/---

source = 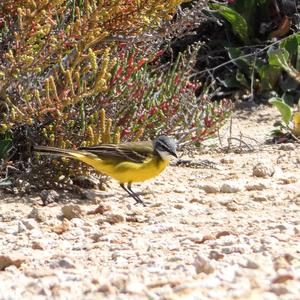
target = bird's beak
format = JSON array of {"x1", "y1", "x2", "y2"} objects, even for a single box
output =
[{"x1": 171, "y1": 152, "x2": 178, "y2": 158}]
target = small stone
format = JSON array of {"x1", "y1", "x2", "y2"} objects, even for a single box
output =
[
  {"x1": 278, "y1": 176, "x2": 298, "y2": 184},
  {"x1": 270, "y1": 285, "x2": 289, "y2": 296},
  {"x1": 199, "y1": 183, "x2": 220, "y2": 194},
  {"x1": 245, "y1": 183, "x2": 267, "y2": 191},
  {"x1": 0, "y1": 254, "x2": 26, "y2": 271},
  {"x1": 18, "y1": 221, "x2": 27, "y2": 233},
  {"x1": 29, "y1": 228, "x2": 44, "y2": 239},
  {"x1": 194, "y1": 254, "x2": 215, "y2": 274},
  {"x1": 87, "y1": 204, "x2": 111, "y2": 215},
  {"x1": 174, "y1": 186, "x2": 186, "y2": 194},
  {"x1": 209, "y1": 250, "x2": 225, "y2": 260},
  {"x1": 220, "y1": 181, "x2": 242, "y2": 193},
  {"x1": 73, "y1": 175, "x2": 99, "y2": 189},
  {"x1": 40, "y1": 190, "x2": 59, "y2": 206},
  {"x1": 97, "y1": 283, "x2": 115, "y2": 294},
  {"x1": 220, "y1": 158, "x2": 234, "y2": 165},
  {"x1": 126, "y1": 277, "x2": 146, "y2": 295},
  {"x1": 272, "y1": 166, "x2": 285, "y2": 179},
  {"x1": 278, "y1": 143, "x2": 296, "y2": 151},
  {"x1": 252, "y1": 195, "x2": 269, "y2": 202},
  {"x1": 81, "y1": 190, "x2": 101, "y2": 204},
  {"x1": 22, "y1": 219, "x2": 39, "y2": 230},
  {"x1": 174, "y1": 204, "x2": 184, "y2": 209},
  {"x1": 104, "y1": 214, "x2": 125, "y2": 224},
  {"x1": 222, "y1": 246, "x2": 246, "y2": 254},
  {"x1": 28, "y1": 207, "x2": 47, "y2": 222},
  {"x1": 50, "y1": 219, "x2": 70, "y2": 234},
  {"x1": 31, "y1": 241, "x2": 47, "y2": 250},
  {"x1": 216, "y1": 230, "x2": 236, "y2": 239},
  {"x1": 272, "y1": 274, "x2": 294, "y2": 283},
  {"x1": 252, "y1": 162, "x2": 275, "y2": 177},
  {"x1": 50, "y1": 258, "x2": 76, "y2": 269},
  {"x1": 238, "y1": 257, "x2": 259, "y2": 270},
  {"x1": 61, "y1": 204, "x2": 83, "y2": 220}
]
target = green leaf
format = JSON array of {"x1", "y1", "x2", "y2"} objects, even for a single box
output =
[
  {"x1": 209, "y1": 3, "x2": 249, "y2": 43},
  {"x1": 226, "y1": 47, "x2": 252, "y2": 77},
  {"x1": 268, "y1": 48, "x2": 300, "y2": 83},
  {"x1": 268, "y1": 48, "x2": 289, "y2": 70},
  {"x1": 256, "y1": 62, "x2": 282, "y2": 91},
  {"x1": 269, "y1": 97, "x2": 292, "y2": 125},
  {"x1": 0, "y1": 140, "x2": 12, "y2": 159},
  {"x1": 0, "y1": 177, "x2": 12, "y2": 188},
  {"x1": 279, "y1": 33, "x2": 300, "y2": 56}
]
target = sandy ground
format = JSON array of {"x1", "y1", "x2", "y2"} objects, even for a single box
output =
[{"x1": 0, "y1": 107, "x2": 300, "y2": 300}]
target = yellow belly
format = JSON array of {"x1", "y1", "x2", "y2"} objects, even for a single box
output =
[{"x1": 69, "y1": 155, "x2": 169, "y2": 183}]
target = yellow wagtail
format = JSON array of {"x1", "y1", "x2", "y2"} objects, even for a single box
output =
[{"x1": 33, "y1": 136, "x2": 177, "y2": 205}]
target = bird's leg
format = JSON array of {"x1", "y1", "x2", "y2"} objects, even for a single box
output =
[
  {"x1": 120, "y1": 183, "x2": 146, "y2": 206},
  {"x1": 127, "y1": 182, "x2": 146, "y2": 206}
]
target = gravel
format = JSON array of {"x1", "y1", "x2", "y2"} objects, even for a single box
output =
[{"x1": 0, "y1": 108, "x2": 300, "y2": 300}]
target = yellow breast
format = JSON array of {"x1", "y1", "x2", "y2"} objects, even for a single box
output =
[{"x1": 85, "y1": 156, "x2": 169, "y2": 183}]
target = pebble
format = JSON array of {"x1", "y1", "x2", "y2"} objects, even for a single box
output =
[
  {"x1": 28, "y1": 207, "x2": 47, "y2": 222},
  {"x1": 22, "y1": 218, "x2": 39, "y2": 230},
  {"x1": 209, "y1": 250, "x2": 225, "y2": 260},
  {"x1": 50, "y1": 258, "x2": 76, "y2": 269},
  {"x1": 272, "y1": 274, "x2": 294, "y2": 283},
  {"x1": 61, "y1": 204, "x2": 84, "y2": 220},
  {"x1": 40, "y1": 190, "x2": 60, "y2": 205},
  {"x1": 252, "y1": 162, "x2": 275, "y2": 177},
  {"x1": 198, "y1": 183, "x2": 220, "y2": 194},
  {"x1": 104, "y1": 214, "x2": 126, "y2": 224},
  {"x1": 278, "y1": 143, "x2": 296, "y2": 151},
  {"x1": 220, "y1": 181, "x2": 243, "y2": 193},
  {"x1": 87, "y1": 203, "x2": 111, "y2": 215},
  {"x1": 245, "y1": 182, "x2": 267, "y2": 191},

\---

List every line of the records above that contains the string "target". Matching is case-sensitive.

• [TASK RESPONSE]
target = bird's beak
target = small stone
target = green leaf
target = sandy ground
target = yellow belly
target = yellow wagtail
target = bird's leg
target = gravel
target = yellow breast
target = pebble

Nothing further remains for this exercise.